**Exercise objective**: The answer should match the entries below word for word, minus their pictures.

**Records for processing**:
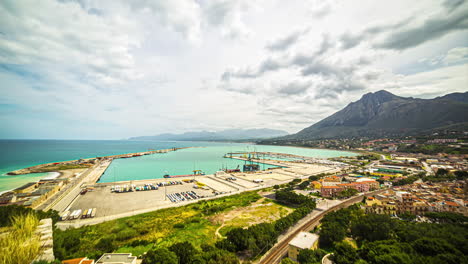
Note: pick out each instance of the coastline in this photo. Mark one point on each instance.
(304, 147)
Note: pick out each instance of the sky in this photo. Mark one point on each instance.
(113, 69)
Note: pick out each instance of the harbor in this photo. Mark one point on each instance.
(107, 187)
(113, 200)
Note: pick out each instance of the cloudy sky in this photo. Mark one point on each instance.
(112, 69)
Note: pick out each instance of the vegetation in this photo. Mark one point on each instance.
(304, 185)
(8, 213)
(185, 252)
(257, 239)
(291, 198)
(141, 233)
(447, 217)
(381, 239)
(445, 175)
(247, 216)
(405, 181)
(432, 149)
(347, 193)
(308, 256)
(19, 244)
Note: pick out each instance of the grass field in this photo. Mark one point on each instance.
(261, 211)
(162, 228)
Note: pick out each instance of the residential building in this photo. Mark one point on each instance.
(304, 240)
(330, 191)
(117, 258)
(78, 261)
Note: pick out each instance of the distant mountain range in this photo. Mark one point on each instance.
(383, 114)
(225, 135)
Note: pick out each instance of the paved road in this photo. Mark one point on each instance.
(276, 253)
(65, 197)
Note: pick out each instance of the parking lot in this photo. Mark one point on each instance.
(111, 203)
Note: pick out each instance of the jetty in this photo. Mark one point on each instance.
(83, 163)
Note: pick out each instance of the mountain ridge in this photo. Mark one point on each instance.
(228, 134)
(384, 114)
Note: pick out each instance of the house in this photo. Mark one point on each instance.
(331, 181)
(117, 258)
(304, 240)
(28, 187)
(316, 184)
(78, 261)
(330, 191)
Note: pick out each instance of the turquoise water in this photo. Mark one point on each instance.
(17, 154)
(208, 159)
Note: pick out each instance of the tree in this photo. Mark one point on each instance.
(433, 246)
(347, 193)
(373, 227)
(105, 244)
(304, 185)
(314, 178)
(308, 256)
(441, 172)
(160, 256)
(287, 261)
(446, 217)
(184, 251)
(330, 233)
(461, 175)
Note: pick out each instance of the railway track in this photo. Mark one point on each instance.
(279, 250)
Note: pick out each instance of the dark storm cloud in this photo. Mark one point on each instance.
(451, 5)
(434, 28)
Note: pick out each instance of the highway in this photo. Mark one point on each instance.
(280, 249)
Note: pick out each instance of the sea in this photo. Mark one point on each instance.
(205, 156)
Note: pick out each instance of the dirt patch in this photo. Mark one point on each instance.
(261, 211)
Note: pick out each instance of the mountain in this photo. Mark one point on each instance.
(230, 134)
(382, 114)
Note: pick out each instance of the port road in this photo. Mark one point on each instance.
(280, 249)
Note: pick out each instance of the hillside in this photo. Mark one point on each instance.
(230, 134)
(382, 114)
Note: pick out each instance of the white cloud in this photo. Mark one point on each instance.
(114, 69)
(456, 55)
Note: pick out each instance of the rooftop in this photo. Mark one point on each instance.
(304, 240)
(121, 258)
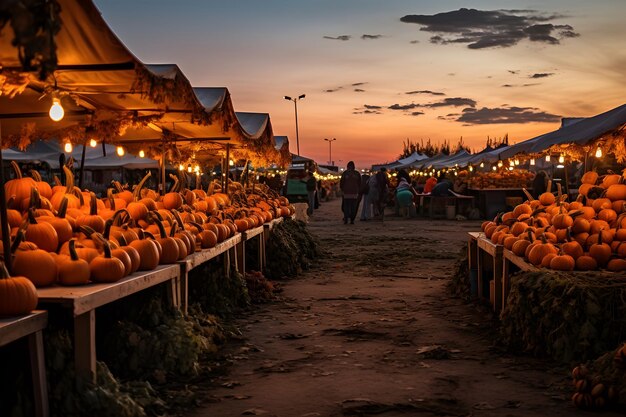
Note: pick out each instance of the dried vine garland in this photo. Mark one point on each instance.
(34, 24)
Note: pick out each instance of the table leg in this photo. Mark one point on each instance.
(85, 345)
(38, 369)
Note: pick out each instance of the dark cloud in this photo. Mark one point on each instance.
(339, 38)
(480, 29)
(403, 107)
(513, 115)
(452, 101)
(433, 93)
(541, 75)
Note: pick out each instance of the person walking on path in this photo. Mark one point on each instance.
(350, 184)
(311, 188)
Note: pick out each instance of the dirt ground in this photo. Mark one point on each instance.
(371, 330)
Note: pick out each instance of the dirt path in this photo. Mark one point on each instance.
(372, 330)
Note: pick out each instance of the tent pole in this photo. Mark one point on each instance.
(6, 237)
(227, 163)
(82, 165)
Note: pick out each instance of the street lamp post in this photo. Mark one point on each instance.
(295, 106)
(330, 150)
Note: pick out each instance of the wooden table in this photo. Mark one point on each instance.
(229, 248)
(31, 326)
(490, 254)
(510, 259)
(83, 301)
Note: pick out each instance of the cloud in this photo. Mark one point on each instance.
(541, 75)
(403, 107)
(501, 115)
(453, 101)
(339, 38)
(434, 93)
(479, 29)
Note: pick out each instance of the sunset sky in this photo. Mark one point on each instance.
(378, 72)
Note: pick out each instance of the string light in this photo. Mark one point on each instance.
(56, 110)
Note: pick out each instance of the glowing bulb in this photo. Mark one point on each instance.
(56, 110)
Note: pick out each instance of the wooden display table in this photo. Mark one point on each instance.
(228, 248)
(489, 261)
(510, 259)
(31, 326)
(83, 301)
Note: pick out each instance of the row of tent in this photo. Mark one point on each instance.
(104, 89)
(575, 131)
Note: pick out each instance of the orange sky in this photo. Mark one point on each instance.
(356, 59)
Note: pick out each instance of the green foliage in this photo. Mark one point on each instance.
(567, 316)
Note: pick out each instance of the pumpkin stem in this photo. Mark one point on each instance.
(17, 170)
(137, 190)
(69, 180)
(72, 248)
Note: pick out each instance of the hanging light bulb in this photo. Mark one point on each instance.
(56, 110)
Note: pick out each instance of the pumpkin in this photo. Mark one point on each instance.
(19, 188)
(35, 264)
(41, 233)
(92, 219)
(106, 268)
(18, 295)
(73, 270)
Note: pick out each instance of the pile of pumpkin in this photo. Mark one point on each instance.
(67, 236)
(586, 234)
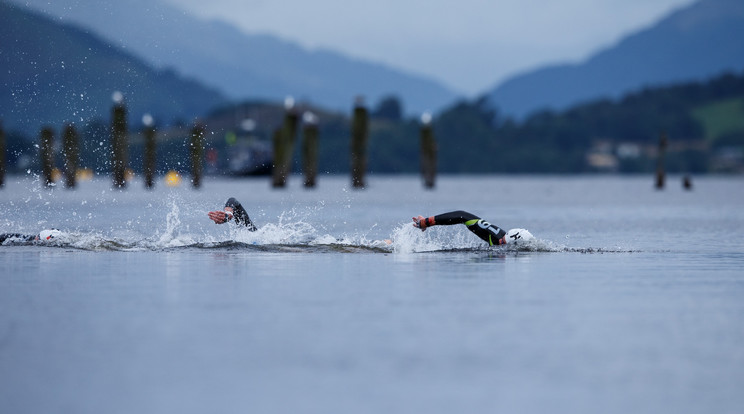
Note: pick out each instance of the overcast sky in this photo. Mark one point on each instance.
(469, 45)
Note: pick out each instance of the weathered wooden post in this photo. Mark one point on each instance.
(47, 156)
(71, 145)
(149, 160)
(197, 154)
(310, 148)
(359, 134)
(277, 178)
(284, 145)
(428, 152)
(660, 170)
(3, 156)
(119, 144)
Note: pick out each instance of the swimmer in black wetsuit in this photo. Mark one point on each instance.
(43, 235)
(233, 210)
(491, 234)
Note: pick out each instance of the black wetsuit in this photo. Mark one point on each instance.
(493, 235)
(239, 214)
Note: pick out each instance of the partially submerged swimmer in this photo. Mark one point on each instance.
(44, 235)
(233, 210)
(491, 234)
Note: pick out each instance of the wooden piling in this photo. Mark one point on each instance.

**Answer to this task**:
Note: pick out each instance of the coastline in this photo. Mark one point on each instance.
(304, 147)
Note: pick out each instance of the sky in this photo. Mark one point on each instance.
(113, 69)
Note: pick out each instance of the harbor in this photo. Mark one point on each instance.
(107, 187)
(113, 200)
Note: pick out each instance of the cloudy sky in this photo. Mark one point on each instance.
(112, 69)
Note: pick out each instance of the vegetation in this photo. Mark one point on each instance.
(304, 185)
(8, 213)
(185, 252)
(257, 239)
(291, 198)
(141, 233)
(447, 217)
(381, 239)
(445, 175)
(247, 216)
(405, 181)
(432, 149)
(347, 193)
(308, 256)
(19, 244)
Note: pick out each instance of the grass field in this photo. Mark one point on each instance.
(261, 211)
(162, 228)
Note: pick out each instance of the residential building in this photo. Mark one point on each instance.
(304, 240)
(330, 191)
(117, 258)
(78, 261)
Note: pick out each instance of the distant mountain range in this photo. Mark one point on each instance.
(383, 114)
(225, 135)
Note: pick out each instance of the paved road in this photo. Mark one point on each instance.
(276, 253)
(65, 197)
Note: pick out each instance of the parking lot in this photo. Mark one point on each instance.
(111, 203)
Note: pick out each instance of the jetty in this photo. Mark one point on each instance.
(83, 163)
Note: pick out each instance of the mountain ridge in this photo. Mark one point on each instance.
(228, 134)
(384, 114)
Note: pick out each instance of the house in this photo. Mark one point on each instance.
(331, 181)
(117, 258)
(304, 240)
(28, 187)
(316, 184)
(78, 261)
(330, 191)
Note: pick out each instance of the turquoise water in this photo. Mark one point on each instance.
(17, 154)
(208, 159)
Note: pick out each instance of the tree in this photo. Mark one point on each instance.
(433, 246)
(347, 193)
(373, 227)
(105, 244)
(304, 185)
(314, 178)
(308, 256)
(441, 172)
(160, 256)
(287, 261)
(446, 217)
(184, 251)
(330, 233)
(461, 175)
Note: pick out each instance of the railway track in this photo. Mark one point on each instance.
(279, 250)
Note: pick out each instance of the dark storm cloud in this photo. Mark one point on each instance.
(451, 5)
(434, 28)
Note: pick out each instance of the highway in this photo. Mark one point on each instance.
(280, 249)
Note: pick out each instance of the sea in this photo. Mark one point on each instance.
(205, 156)
Note: pick out each instance of the dirt patch in this photo. Mark one point on each instance.
(261, 211)
Note: pick out each instance of the mountain in this photo. Mark one point on each instance.
(230, 134)
(382, 114)
Note: pick out each instance of the port road in this photo. Mark one point on each instance.
(280, 249)
Note: pick out each instance of the hillside in this photo. Mark one point on each instance.
(230, 134)
(382, 114)
Note: pick out each instance of the white cloud in this photo. Mark one point on each instance.
(114, 69)
(456, 55)
Note: pick out each instance of the rooftop in this photo. Mark one point on each instance.
(304, 240)
(121, 258)
Note: pick out each instance of the dried vine garland in this photo. Mark one point on each instance.
(34, 24)
Note: pick out each instance of the table leg in this photo. Mark one point on each instance.
(85, 345)
(38, 369)
Note: pick out each instance of the dark cloud in this photo. Mark one point on each instance.
(339, 38)
(480, 29)
(403, 107)
(513, 115)
(452, 101)
(433, 93)
(541, 75)
Note: pick out each instance of the person walking on path in this photo. Mark one point on each instance.
(350, 184)
(311, 188)
Note: pick out each instance of the dirt ground in this photo. Mark one point on each instance.
(371, 330)
Note: pick out each instance of the dirt path in this photo. Mark one point on each instance.
(372, 330)
Note: pick out each instance of the tent pole in this photo. Mark one point on each instance.
(6, 237)
(227, 163)
(82, 165)
Note: pick out each instance of the street lamp post in this photo. Mark one point on each instance.
(295, 106)
(330, 150)
Note: pick out each instance of the wooden table in this photo. Mark one point on each instance.
(229, 248)
(31, 326)
(490, 254)
(510, 259)
(83, 301)
Note: pick out each instance of the cloud in this photo. Mark one point on each instance.
(541, 75)
(403, 107)
(501, 115)
(453, 101)
(339, 38)
(434, 93)
(479, 29)
Note: pick out each instance of the sunset sky in this photo. Mark one point on each instance.
(378, 72)
Note: pick out each instance of the string light in this photo. Mark one point on each instance.
(56, 110)
Note: pick out each instance of the glowing bulb in this photo. Mark one point on each instance.
(56, 110)
Note: pick out each instance of the wooden display table in this photo. Mark one point on each instance.
(228, 248)
(489, 261)
(510, 259)
(31, 326)
(83, 301)
Note: pick out each instance of the row of tent in this photo. Mark one point on each instance.
(104, 89)
(575, 131)
Note: pick out each instance of the orange sky in this photo. Mark one point on each instance.
(356, 59)
Note: pick out each instance of the green foliage in this photo. Mark one point on each instance.
(567, 316)
Note: pick out each instance of the pumpkin stem in this photo. Mark one point on each instance.
(17, 170)
(137, 190)
(69, 180)
(72, 248)
Note: pick out each instance of the hanging light bulb in this photo. Mark one point on each instance.
(56, 110)
Note: pick out each instance of the pumpkin in this photo. Mark one point on each instance.
(19, 188)
(35, 264)
(41, 233)
(92, 219)
(106, 268)
(18, 295)
(73, 270)
Note: pick out each instance of the pile of pumpkin in this photo. Mark one point on each instance.
(67, 236)
(586, 234)
Note: pick out each instance of the overcast sky in this photo. Mark one point on each instance.
(469, 45)
Note: pick out each instance of the weathered wooden post in this photo. Mark one point on each instance.
(47, 156)
(71, 145)
(149, 160)
(197, 154)
(310, 148)
(359, 134)
(277, 178)
(284, 145)
(428, 152)
(660, 170)
(3, 156)
(119, 144)
Note: pick out each instance of the swimmer in black wetsuit in this photo. Mark one point on each instance.
(43, 235)
(233, 210)
(491, 234)
Note: pick out each instance of the black wetsuit in this photo. Mark one point on each instance.
(493, 235)
(239, 214)
Note: pick out each instance of the partially submerged swimmer in this photo. Mark one point on each instance.
(44, 235)
(233, 210)
(491, 234)
Note: pick out each instance of the wooden piling in this photo. Mark one point on each instance.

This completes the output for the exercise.